▸ REQUIRED WORK:
(1) Copy the Covid-19 patent waiver passage word for word, from "What is the" to "countries to another.".
(2) Using the Covid-19 patent waiver passage, decide whether each statement agrees with it. Answer yes or no and quote the words that settle it: (a) India and South Africa proposed the waiver on October 2, 2020. (b) The support the US government declared on May 5, 2021, covered therapeutics and diagnostics as well as vaccines. (c) About 3.5 billion vaccine doses are usually produced worldwide each year.
(3) According to the Covid-19 patent waiver passage, why does the slow spread of vaccines threaten even populations that are already vaccinated? Answer in one to three sentences.

▸ TEXT PASSAGE:
# # # #
The Covid-19 patent waiver proposal

Credit: Gerd Altmann

Covid vaccines and medical equipment are privately owned by those companies that have patents to them. On October 2, 2020, India and South Africa proposed a temporary lift of patents on products for the “prevention, containment or treatment of Covid-19” while the pandemic lasts. The purpose is to release whatever spare production capacity exists worldwide.  By April, only 0.2% of the 700 million vaccines administered around the world had been in low-income countries, according to the World Health Organization (WHO).

The proposal was tabled in the TRIPS Council of the World Trade Organization (WTO). It met with immediate opposition from the EU, the US, Australia, Brazil, Canada, Japan, Norway, Switzerland, and the UK. Seven months on, however, approximately 100 countries in the Global South stand behind the waiver proposal.

Western countries argue that patents are essential, and not a hindrance, to access and that a waiver is no solution to production capacity problems. This is also the line of the pharma industry.

On May 5, 2021, the new US government sent shock waves through the WTO system by declaring support for the waiver — defined as a lifting of patents on Covid-19 vaccines, not therapeutics or diagnostics. 

The TRIPS (Trade-related aspects of intellectual property rights) agreement

The agreement protects patents, trademarks, and copyright against use or copying without permission. If a patent is granted, the patent holder has a limited period — usually 20 years — in which they have the exclusive right to exploit the patented invention. “This monopoly encourages innovation and research. Patents are particularly important for products that are expensive to develop but easy to copy, such as pharmaceuticals”, says the Norwegian government.

IP rights create monopolies that are barriers to access and let companies profiteer, argue supporters of the temporary patent waiver proposal for Covid-19 products, here and here.

What is the dispute about?

Are patents the very reason vaccines are made? Or are they, on the contrary, a deadly barrier for people in need? At the World Trade Organization in Geneva, this issue chased everyone into the trenches last October; over 100 governments in the Global South to one; the EU, the US and other rich countries to another.

Although vaccines exist, the Covid-19 pandemic is nowhere under control, as too few vaccines are produced. Usually, 3.5 billion doses of vaccine — against all kinds of diseases — are produced globally every year. The need for Covid-19 vaccines is 15 billion doses, and all of them are required now. 

The handful of companies that hold the intellectual property to the four vaccines that are presently approved in the EU — Pfizer-Biontech, Astra Zeneca, Janssen and Moderna –  are not able to produce nearly enough for now, despite ramping up capacity dramatically. They nevertheless have the power to prevent others from producing the quantities that they themselves cannot deliver.

Unless this changes, most people in the world will not see a vaccine this year, nor next year or the following, and many not until 2024, if ever, according to the Economist Intelligence Unit. This threatens even already vaccinated populations. In a survey of 77 epidemiologists from 28 countries recently, two-thirds thought there is a time window of one year or less before the virus mutates in ways that may make most first-generation vaccines ineffective and require new or modified vaccines, according to The People’s Vaccine Alliance, a coalition of aid groups and trade unions.
# # # #
▸ DATA LISTING:
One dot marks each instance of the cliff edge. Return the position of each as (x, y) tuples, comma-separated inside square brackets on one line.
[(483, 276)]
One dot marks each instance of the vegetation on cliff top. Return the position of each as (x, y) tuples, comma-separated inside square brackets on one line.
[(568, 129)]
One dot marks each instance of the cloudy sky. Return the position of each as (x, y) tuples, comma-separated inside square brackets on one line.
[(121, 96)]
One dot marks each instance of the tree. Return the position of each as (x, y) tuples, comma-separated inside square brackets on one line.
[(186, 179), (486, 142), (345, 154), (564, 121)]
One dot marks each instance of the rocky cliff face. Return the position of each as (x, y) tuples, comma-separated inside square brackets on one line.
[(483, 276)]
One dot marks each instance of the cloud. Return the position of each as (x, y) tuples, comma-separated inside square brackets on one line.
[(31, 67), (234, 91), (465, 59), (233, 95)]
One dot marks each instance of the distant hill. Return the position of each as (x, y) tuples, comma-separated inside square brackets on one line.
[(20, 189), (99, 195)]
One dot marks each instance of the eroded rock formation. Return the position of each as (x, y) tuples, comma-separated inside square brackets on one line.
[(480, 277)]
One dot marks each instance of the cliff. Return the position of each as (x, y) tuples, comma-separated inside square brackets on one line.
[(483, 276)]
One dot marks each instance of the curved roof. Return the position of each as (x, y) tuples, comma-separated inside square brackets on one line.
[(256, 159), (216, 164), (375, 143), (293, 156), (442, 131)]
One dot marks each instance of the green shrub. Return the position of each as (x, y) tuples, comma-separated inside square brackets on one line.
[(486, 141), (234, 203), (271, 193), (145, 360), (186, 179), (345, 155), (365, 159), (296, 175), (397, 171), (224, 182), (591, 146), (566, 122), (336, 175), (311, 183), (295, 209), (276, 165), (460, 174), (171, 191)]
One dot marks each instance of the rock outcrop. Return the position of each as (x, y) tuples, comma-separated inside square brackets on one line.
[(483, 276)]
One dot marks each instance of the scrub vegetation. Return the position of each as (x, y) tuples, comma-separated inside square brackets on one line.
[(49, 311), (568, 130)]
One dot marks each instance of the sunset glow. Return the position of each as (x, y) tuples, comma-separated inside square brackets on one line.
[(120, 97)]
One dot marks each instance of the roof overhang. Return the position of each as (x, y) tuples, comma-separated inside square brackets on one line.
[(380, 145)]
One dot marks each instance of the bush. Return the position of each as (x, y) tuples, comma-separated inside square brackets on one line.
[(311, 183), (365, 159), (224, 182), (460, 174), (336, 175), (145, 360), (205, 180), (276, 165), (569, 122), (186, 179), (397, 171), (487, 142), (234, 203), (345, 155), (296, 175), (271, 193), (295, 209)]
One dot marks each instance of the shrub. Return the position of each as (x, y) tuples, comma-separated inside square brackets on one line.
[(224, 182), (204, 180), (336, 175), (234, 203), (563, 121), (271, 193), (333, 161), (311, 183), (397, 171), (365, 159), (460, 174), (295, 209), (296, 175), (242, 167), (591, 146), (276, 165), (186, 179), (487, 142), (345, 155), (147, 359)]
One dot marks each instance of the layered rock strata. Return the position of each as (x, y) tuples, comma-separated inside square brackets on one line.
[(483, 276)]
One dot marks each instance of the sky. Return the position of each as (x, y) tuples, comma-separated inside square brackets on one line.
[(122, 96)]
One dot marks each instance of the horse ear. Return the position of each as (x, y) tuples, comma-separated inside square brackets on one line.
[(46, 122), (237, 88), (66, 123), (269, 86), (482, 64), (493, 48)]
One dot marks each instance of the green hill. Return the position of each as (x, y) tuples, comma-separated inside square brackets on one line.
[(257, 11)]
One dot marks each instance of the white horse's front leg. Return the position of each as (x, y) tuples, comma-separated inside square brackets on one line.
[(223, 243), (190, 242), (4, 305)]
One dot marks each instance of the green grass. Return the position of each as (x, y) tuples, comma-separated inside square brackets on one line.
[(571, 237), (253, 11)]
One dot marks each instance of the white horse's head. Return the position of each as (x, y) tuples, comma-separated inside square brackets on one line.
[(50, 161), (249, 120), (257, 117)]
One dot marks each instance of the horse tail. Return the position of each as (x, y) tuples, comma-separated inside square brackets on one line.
# # # #
▸ ANSWERS GIVEN:
(1)
What is the dispute about?

Are patents the very reason vaccines are made? Or are they, on the contrary, a deadly barrier for people in need? At the World Trade Organization in Geneva, this issue chased everyone into the trenches last October; over 100 governments in the Global South to one; the EU, the US and other rich countries to another.

(2)
(a) Yes: "On October 2, 2020, India and South Africa proposed a temporary lift of patents on products for the “prevention, containment or treatment of Covid-19” while the pandemic lasts."
(b) No: "defined as a lifting of patents on Covid-19 vaccines, not therapeutics or diagnostics."
(c) Yes: "Usually, 3.5 billion doses of vaccine — against all kinds of diseases — are produced globally every year."

(3) In a survey of 77 epidemiologists from 28 countries, two-thirds thought there is a window of one year or less before the virus mutates in ways that may make most first-generation vaccines ineffective. New or modified vaccines would then be required.